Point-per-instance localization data
------------------------------------------------------------------------
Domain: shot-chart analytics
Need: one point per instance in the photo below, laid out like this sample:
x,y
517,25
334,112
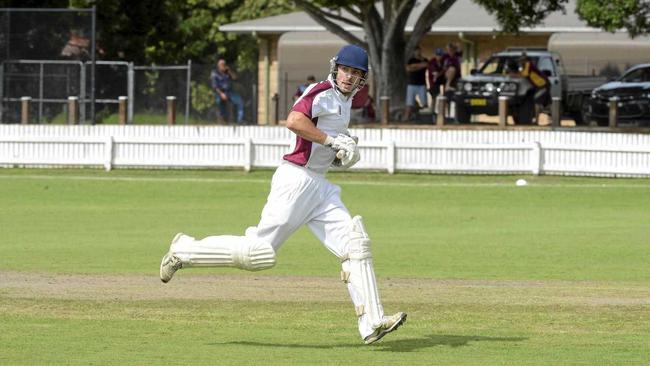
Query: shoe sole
x,y
162,263
397,324
166,256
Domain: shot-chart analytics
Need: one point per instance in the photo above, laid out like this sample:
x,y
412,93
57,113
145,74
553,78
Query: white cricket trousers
x,y
299,196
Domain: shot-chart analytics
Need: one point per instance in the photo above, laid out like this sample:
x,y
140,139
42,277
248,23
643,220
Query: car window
x,y
636,76
546,63
492,66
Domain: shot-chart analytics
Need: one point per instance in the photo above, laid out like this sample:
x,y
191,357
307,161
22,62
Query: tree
x,y
613,15
386,40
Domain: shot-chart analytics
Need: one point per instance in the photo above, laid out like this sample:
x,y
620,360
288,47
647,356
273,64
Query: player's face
x,y
348,78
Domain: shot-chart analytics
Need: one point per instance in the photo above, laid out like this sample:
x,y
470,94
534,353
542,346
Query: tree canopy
x,y
613,15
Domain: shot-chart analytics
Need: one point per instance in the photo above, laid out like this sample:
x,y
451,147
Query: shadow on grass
x,y
403,345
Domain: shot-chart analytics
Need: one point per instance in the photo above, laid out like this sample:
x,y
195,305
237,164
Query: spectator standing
x,y
221,81
302,87
451,67
542,93
436,73
416,68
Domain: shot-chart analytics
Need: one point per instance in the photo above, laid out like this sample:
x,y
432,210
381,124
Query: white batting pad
x,y
245,252
359,274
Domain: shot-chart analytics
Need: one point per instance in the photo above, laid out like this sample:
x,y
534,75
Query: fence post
x,y
108,151
390,156
248,154
122,110
73,110
613,111
385,109
441,110
555,111
171,110
276,106
536,158
24,109
130,92
503,111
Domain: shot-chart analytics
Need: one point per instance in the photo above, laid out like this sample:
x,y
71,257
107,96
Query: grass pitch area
x,y
555,272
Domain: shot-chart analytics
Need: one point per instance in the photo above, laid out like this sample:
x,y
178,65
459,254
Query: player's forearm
x,y
302,126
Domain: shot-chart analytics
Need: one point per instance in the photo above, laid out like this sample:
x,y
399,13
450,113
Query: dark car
x,y
633,93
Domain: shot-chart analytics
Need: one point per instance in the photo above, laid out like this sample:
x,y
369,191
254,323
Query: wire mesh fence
x,y
49,84
46,57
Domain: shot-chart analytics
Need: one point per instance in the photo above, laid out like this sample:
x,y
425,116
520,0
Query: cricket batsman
x,y
301,195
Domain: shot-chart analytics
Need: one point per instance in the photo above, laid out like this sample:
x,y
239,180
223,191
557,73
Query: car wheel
x,y
463,114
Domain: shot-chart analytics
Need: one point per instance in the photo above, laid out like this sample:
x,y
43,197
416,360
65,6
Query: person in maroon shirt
x,y
436,73
451,66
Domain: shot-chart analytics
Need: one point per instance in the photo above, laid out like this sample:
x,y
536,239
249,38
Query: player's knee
x,y
359,243
256,255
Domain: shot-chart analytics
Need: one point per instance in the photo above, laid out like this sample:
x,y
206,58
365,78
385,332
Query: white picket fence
x,y
423,150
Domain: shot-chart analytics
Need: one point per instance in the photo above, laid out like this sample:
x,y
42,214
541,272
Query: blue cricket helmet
x,y
352,56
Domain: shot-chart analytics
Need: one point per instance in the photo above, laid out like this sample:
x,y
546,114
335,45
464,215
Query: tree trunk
x,y
392,77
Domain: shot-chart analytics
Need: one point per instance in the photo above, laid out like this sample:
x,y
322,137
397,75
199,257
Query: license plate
x,y
478,102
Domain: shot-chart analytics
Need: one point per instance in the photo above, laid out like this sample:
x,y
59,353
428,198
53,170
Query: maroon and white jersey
x,y
329,110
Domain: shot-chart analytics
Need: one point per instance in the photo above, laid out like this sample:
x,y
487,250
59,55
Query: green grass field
x,y
553,273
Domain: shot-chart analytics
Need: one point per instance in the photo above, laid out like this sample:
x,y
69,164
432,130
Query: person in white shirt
x,y
301,195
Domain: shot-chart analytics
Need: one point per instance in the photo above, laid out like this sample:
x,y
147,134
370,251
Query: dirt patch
x,y
296,289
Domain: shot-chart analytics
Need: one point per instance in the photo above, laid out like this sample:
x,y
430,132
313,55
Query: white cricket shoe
x,y
170,263
389,324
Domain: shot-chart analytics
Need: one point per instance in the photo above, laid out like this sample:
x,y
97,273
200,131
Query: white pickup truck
x,y
479,92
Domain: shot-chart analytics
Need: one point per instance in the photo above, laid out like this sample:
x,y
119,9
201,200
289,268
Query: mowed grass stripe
x,y
533,183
------------------------------------------------------------------------
## Required action
Could you transcribe all of the data exactly and omit the pictures?

## Result below
Domain: shot-chart analytics
Need: one point per instance in the photo below, laid out like this sample:
x,y
517,25
334,112
Query: shoe sole
x,y
162,263
397,324
166,256
Domain: shot-chart analytics
Need: one point per instance in the photo above, laid out like this sample:
x,y
412,93
57,113
145,74
553,78
Query: white cricket trousers
x,y
299,196
Domain: shot-chart analytics
Need: one point per instance in the photo above, laid out like this sample:
x,y
140,139
42,277
248,23
643,220
Query: car window
x,y
636,76
546,63
492,66
Domain: shot-chart analytics
Need: one point per instance in the photo above, laid out like this sample:
x,y
191,357
307,161
22,62
Query: tree
x,y
613,15
386,40
Domain: shot-chart analytics
Need: one point per instance in the photo above, laid out like this sample:
x,y
620,360
288,47
647,356
273,64
Query: player's face
x,y
348,78
Domain: shot-chart analytics
Need: one point per instance in the photo above, laid out like this sample:
x,y
470,94
534,353
542,346
Query: tree canopy
x,y
613,15
Domain: shot-chart analytics
Need: one point per instance in the photo above, laid out like this sample:
x,y
451,147
Query: shadow on grass
x,y
403,345
Domain: shot-chart analytics
Need: one point per instance in the photo above, laid out like this sample:
x,y
195,305
237,164
Query: spectator standing
x,y
221,81
302,87
451,67
542,93
436,73
416,68
Domain: shot-chart analytics
Need: one point per instance in the photo above, laid out like this sample:
x,y
432,210
381,124
Query: white batting pad
x,y
245,252
359,274
Domain: shot-chart analytics
Need: one point per instance in the photo above, laid out like this sample:
x,y
534,75
Query: fence post
x,y
108,151
390,156
248,154
122,110
73,110
613,111
385,109
441,110
555,111
171,110
276,106
536,158
24,109
130,92
503,111
Domain: shot-chart analytics
Need: one point per instance in the photo above, laid out like this sample:
x,y
71,257
107,96
Query: grass pitch area
x,y
555,272
Domain: shot-chart analytics
Need: one point per instance in the photo above, laid out like this sample:
x,y
178,65
459,254
Query: player's forearm
x,y
302,126
Domain: shot-chart analytics
Need: one point per instance in the photo above, laid out like this sample:
x,y
399,13
450,113
Query: dark car
x,y
633,93
Domain: shot-chart analytics
Need: one point per instance in the photo above, laid out like this sample:
x,y
369,191
254,323
Query: wire mesh fence
x,y
49,84
46,57
Domain: shot-chart analytics
Need: one point per instance in the photo above, laid out like this sample:
x,y
425,116
520,0
Query: cricket batsman
x,y
301,195
Domain: shot-chart analytics
Need: one point per instance in the photo above, laid out like this sample:
x,y
239,180
223,191
557,73
Query: car wheel
x,y
463,114
Domain: shot-chart analytics
Need: one point per instance in the photo above, laid out like this sample:
x,y
43,197
416,360
65,6
Query: person in maroon shirt
x,y
436,73
451,66
Domain: shot-chart analytics
Need: one point per instance in the photo above, laid out like this sample:
x,y
536,239
249,38
Query: player's knee
x,y
359,243
256,255
Domain: shot-chart analytics
Need: one point per instance in the photo above, laid out like this sample:
x,y
206,58
365,78
385,332
Query: white picket fence
x,y
423,150
Domain: shot-chart analytics
Need: one point per instance in the photo above, laid out like this sample:
x,y
42,214
541,272
Query: blue cricket helmet
x,y
352,56
Domain: shot-chart analytics
Need: one point per instance in the photo above, laid out like this sample:
x,y
546,114
335,45
464,215
Query: tree trunk
x,y
392,77
Domain: shot-chart analytics
Need: one point per instance in the photo above, laid out like this sample:
x,y
322,137
397,75
199,257
Query: license plate
x,y
478,102
Domain: shot-chart analytics
Need: one point per instance in the photo above, laid out like this sample:
x,y
59,353
428,198
53,170
Query: maroon and white jersey
x,y
329,110
Domain: shot-chart analytics
Need: one point per instance in the photo above, laid out like this sample:
x,y
487,250
59,55
Query: green grass field
x,y
553,273
Domain: shot-chart analytics
Need: one point per instance in the photo above, laid out like this sample:
x,y
69,164
432,130
Query: person in white shirt
x,y
301,195
Domain: shot-chart analytics
Need: one point per instance in the photo above, laid out like this sample:
x,y
147,134
370,251
Query: dirt patch
x,y
296,289
Domain: shot-chart analytics
Need: one point per instance in the photo above, laid out like this sample:
x,y
430,132
313,55
Query: white cricket shoe
x,y
170,263
389,324
Domain: shot-chart analytics
Need: one point per instance in the photo above, laid out like this sample:
x,y
97,273
200,131
Query: white pickup truck
x,y
479,92
Domain: shot-chart analytics
Need: one point per instance in the photo above, laid out like this sample:
x,y
119,9
201,200
289,268
Query: mowed grass stripe
x,y
533,183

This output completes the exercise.